» WHAT TO WORK ON: Restate every entry word for word.
++++ DATA SUPPLIED ++++
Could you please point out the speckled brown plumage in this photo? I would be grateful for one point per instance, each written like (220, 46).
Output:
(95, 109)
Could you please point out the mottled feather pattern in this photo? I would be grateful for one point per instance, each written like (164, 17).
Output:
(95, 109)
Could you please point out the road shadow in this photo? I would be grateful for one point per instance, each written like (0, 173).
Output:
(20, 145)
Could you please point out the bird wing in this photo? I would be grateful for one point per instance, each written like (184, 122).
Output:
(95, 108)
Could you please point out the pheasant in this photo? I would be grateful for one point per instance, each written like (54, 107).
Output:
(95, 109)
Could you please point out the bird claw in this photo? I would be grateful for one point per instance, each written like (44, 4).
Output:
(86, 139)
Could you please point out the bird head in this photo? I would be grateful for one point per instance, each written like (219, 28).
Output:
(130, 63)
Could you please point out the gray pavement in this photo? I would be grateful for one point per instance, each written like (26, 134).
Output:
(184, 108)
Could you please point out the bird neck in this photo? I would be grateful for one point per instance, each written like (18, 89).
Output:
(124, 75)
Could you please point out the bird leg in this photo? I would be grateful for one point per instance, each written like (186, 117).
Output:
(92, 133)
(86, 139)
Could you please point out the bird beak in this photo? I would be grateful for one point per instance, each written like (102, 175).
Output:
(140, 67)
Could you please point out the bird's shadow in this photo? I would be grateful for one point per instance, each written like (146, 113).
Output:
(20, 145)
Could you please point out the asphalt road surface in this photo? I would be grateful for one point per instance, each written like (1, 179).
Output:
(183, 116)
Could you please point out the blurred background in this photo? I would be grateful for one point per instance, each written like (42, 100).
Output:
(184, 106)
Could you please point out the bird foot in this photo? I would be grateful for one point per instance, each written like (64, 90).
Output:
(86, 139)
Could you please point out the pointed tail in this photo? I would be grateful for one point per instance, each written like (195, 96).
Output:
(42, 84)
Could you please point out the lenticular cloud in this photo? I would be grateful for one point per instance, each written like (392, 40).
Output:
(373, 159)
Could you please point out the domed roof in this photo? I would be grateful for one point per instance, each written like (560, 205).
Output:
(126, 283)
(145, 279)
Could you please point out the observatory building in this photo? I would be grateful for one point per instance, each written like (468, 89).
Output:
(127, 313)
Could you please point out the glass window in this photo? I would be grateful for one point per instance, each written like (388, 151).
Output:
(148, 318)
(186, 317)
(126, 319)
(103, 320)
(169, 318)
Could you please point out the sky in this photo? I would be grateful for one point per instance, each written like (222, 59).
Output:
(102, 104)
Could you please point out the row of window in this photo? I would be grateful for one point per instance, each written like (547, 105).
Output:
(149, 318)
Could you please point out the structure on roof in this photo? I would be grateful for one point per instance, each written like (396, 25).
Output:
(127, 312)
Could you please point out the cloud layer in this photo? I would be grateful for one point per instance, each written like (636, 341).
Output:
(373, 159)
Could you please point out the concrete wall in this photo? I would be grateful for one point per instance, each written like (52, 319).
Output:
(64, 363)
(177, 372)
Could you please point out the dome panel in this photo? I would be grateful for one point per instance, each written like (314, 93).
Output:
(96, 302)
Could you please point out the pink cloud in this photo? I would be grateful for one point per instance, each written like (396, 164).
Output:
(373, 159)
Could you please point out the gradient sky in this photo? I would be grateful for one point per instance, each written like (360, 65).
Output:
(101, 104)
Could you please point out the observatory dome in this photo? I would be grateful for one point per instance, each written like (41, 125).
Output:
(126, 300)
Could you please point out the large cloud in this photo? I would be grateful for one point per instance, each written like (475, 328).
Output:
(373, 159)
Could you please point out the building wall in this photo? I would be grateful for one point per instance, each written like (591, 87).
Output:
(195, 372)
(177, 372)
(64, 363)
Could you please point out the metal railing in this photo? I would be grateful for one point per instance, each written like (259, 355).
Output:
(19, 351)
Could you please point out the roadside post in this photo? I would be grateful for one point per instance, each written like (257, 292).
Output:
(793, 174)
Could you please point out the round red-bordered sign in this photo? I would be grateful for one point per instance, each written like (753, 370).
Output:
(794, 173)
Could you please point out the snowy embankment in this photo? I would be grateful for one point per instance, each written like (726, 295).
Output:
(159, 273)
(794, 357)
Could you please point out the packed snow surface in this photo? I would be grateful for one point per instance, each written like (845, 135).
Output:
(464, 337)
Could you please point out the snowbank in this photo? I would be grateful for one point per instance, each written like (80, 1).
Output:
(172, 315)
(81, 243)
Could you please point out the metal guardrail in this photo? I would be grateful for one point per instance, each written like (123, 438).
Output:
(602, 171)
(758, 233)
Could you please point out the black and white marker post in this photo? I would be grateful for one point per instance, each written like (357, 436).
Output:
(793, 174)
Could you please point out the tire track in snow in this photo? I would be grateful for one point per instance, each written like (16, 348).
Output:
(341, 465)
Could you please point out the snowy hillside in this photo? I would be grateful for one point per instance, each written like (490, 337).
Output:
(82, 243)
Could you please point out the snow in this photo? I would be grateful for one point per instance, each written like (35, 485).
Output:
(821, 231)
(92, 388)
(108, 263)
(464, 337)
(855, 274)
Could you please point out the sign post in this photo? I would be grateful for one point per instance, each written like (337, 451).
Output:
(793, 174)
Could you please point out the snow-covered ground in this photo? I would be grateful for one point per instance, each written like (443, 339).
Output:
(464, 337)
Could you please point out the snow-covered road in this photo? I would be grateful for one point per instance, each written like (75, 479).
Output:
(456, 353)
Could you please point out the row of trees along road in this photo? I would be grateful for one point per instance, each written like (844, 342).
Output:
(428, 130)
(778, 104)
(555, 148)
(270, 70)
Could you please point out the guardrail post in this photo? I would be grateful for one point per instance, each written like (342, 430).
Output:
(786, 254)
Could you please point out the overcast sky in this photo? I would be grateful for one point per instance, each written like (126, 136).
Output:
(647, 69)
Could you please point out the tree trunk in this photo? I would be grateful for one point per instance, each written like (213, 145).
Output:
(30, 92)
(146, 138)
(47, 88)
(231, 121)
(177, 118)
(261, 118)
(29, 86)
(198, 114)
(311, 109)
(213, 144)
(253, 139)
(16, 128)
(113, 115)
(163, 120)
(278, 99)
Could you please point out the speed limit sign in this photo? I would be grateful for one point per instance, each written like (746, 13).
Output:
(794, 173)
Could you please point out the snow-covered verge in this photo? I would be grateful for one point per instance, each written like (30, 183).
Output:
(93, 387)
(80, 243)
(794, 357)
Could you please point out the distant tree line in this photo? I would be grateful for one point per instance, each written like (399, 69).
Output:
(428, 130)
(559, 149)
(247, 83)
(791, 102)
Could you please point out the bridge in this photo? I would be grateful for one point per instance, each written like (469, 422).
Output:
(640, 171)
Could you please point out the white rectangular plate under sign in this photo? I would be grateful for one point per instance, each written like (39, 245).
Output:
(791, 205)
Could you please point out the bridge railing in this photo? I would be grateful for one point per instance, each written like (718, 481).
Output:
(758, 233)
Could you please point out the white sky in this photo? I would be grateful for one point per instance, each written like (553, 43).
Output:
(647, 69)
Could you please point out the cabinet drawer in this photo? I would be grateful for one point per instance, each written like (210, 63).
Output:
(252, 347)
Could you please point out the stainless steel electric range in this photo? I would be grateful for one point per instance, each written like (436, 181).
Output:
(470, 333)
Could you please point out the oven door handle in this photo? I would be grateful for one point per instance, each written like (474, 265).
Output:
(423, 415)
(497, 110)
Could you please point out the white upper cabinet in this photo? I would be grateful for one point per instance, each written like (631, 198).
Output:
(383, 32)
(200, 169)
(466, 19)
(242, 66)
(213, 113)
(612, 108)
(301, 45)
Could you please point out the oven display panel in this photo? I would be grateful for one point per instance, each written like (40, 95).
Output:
++++
» RESULT:
Could you please point out the speckled brown plumage in this photo? I would be grateful for one point per instance, each written like (220, 46).
Output:
(95, 109)
Could you please point out the mottled feather pattern in this photo? I would be grateful for one point per instance, each written like (164, 17).
Output:
(95, 109)
Could you please point out the road shadow in this photo? I would be grateful for one point per instance, each written like (0, 173).
Output:
(20, 145)
Could you please point out the bird wing in this photo? I would be grateful for one point per instance, each written like (184, 122).
Output:
(95, 108)
Could you please point out the pheasant in this photo? I would be grateful for one point per instance, each written like (54, 107).
Output:
(95, 109)
Could you please point out the bird claw in this photo? I would be grateful for one point per instance, each written like (44, 4).
Output:
(86, 139)
Could you please point out the bird head in this photo? I would be grateful for one point per instance, each written like (219, 28).
Output:
(130, 63)
Could you please point out the gray pavement in this photo? I would be grateful for one point per instance, each written like (26, 134).
Output:
(184, 108)
Could you please point out the bird neck in this photo? I would be grateful for one point per instance, each written like (18, 89).
Output:
(124, 75)
Could you please point out the bird leg in this photo? I would be grateful for one point per instance, each written like (186, 117).
Output:
(92, 133)
(86, 139)
Could you please point out the bird beak in this photo? I would be grateful for one point per instance, each written like (102, 175).
Output:
(140, 67)
Could you please point out the bird's shadow in this photo? I would be grateful for one point per instance, each written like (146, 113).
Output:
(20, 145)
Could you please point out the asphalt road surface in this photo? I would be grateful for one point per instance, each written like (1, 179).
Output:
(183, 116)
Could you please point out the blurred background in this photo? I would be grateful for one point per instance, each written like (42, 100).
Output:
(184, 106)
Could you please point out the bird foot in this photo? I would be grateful for one point per instance, each written like (64, 90).
Output:
(86, 139)
Could you please point out the pointed tail in this photo? I would be grateful for one point per instance, each written like (195, 96).
Output:
(42, 84)
Could you please point out the lenticular cloud in this photo? I would be grateful for one point per instance, each written like (392, 40).
Output:
(373, 159)
Could you please point out the domed roof in this photo? I would be grateful for one point per instance, each written like (560, 205).
Output:
(126, 283)
(145, 279)
Could you please point out the observatory building in this photo? I would be grateful for one point per instance, each written like (468, 89).
Output:
(127, 313)
Could you please point out the glass window in this photo? I would be grateful for one point per instance, each written like (388, 151).
Output:
(148, 318)
(186, 317)
(126, 319)
(103, 320)
(169, 318)
Could you please point out the sky in this photo? I would be grateful for one point per instance, each written like (222, 59).
Output:
(102, 104)
Could you please point out the row of window in this photo? I would be grateful for one point per instance, each written like (547, 105).
Output:
(149, 318)
Could you please point out the structure on roof in this photo? I would be grateful for one point per instance, each written like (396, 25).
Output:
(127, 312)
Could you please point out the cloud layer in this photo? I would be grateful for one point per instance, each written like (636, 341).
Output:
(373, 159)
Could you please point out the concrete wall in this photo? I would be grateful for one point per instance, each written like (52, 319).
Output:
(64, 363)
(177, 372)
Could you please point out the dome panel in this photo? I would be grateful for one point per instance, each written like (314, 93).
Output:
(96, 302)
Could you please point out the pink cloud in this photo? I would be grateful for one point per instance, each written like (396, 164).
Output:
(373, 159)
Could you please point out the gradient sky in this photo? I would be grateful for one point per instance, each written like (360, 65).
Output:
(101, 104)
Could you please point out the observatory dome in this photo? I would be grateful for one point per instance, each written like (41, 125).
Output:
(126, 300)
Could you please point out the large cloud in this photo? I would be grateful for one point per instance, each written like (475, 328).
Output:
(373, 159)
Could you please point out the building wall in this photo? I would be grateful for one point per instance, each written like (591, 87).
Output:
(195, 372)
(177, 372)
(64, 363)
Could you please point out the metal railing in this photo? I would be grateful for one point per instance, each written like (259, 355).
Output:
(19, 351)
Could you please point out the roadside post in this photo? I would be grateful for one point per instance, each written like (257, 292).
Output:
(793, 174)
Could you please point out the round red-bordered sign in this photo? I would be grateful for one point per instance, each written like (753, 370).
Output:
(794, 173)
Could you please point out the snowy embankment in this photo? I would be grateful for one point per instance, each written like (726, 295).
Output:
(159, 273)
(794, 357)
Could you please point out the packed snow surface in this photo? I would be grateful for one point per instance, each written like (845, 135).
Output:
(464, 337)
Could you please point out the snowbank in this photo? I would be grateful for one point per instance, each written like (80, 1).
Output:
(172, 315)
(81, 243)
Could you please point out the metal guardrail in this photo? I would be grateful for one point per instance, each written like (123, 438).
Output:
(602, 171)
(758, 233)
Could you please point out the black and white marker post in this photo? I would be grateful for one point per instance, each written like (357, 436).
Output:
(793, 174)
Could you please point out the tire track in snow in this photo? I would be grateful for one point per instance, each written like (16, 348).
Output:
(341, 465)
Could you please point out the snowy hillside in this photo? I would be grateful for one point per instance, each written like (490, 337).
Output:
(82, 243)
Could you please point out the snow in this photo? I would be grateful for one point per instance, each written like (35, 485).
Output:
(821, 231)
(92, 388)
(108, 263)
(464, 337)
(855, 274)
Could you please point out the sign post in this photo? I would be grateful for one point per instance, each written like (337, 451).
Output:
(793, 174)
Could you please point out the snow-covered ground in this photo? I would be grateful for one point per instance, each written like (443, 339).
Output:
(464, 337)
Could you please point out the snow-covered road in this photo? I would be grateful for one point per instance, each written like (75, 479).
Output:
(456, 353)
Could you please point out the row of trees along road in this photo? I would be grateful for one point per instance, each written like (844, 342).
Output:
(428, 130)
(778, 104)
(555, 148)
(270, 70)
Could you please point out the guardrail post in this photo? I would be grateful for one point per instance, each written like (342, 430).
Output:
(786, 254)
Could you please point out the overcast sky in this photo? I would be grateful for one point per instance, each written like (126, 136).
Output:
(647, 69)
Could you please point out the tree trunk in this photo? I would be grateful for one point per instance, each written like (213, 145).
Output:
(30, 92)
(146, 138)
(47, 88)
(231, 121)
(177, 118)
(261, 118)
(29, 86)
(198, 114)
(311, 109)
(213, 144)
(253, 139)
(16, 128)
(113, 115)
(163, 120)
(278, 99)
Could you please point out the speed limit sign in this photo? I would be grateful for one point per instance, each written like (746, 13).
Output:
(794, 173)
Could you please point out the snow-covered verge in this photo? I would be grateful for one point per instance, each written like (30, 183).
Output:
(93, 387)
(80, 243)
(794, 357)
Could you please point out the distant tree line in this photo? I would be grateful for one point per instance, each written like (399, 69).
Output:
(428, 130)
(559, 149)
(247, 83)
(791, 102)
Could you please point out the bridge in this photo? I would be grateful for one point per instance, each written like (469, 422).
Output:
(640, 171)
Could you please point out the white rectangular plate under sign in this photo? I would be grateful for one point per instance, each written like (39, 245).
Output:
(791, 205)
Could you please point out the bridge railing in this photo? I would be grateful for one point per instance, each written like (718, 481).
Output:
(758, 233)
Could you please point out the white sky in this photo? I would be grateful for one point per instance, each written like (553, 43).
Output:
(647, 69)
Could you please point out the cabinet drawer in this photo? I would be grateful for one point per instance, each written like (210, 63).
Output:
(252, 347)
Could you please point out the stainless steel electric range in this photo? I would be grateful for one point per instance, each written like (436, 181).
Output:
(470, 333)
Could you please point out the oven door handle in this photo? I would be grateful for one point per instance, each written like (474, 265).
Output:
(423, 415)
(497, 110)
Could you please point out the white upper cabinet in this photo? I would be grateful for one point per instance, each written like (631, 198).
Output:
(383, 32)
(200, 169)
(466, 19)
(242, 66)
(213, 113)
(612, 108)
(301, 45)
Could you please point out the oven display panel in this photo? I would be grateful for one point per instance, each written like (40, 95).
Output:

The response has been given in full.